作業指示: ダンパーの説明では、内周部110側の第1の山部131aは平面視でどのような形状だとされていますか。

表示テキスト:

########################################

説明

ダンパー及びそれを用いたスピーカ

【課題】スピーカを小型化でき、かつ、スピーカを高性能化できるダンパーを提供する。
【解決手段】ダンパー100は、略長円形状を有し、細長型のスピーカに用いることができる。ダンパー100は、内周部110と、外周部120と、内周部110と外周部120とを接続するコルゲーション130とを有する。コルゲーション130には、複数の山部131a,131b,131c,131d及び谷部141a,141b,141cが設けられる。短軸部150のコルゲーション130の全長と長軸部160のコルゲーション130の全長とは、略等しい。また、内周部110側の第1の山部131aは、平面視でボイスコイルボビンの外周形状と略相似の形状となる円形を有している。第1の山部131aの高さは、略一定である。長円形であっても、長軸部160と短軸部150とでダンパー100の振幅量を略等しくすることができる。

########################################

データ抜粋:

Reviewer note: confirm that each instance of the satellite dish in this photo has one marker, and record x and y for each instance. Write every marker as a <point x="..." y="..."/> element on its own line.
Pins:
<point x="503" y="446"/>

########################################

結果: ボイスコイルボビンの外周形状と略相似の形状となる円形です。